EXCERPTED TEXT:
[START]
Section 30 of 11 & 12 Vict. c. 43, is now repealed as to justices' clerks' fees by 40 & 41 Vict. c. 43, s. 8, post, which substitutes other provisions. When Recognizance to be Entered into.-On an appeal from a decision of justices under ss. 2, 3, the appellant may enter into the required recognizance at any time during the three days allowed for applying for a case; and he need not enter into it simultaneously with making the application (Chapman, app. v. Robinson, resp., 23 J. P. 228; 1 E. & E. 25; 28 L. J. M. C. 30; 32 L. T. 89; 5 Jur. 434).

Although an appellant from a decision of justices under 20 & 21 Vict. c. 43, must apply for a case to be stated within three days specified in s. 2, it is not necessary for him to enter into the recognizances required by s. 3 simultaneously with his application for a case to be stated. It is sufficient if he do so between the time of applying for and stating the case (Stanhope, app. v. Thorsby, resp., L. R. 1 C. P. 423; 12 Jur. 374; 14 L. T. 332; 35 L. J. M. C. 182; 14 W. R. 651).
[END]
DO THIS:
According to the text on appeals from justices' decisions, within how many days must an appellant apply for a case to be stated?

Data taken from a collection
[START]
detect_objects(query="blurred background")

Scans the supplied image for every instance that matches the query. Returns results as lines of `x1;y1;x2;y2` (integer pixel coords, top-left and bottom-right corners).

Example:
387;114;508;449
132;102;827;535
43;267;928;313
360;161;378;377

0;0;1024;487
[END]
EXERCISE SOLUTION:
Within three days.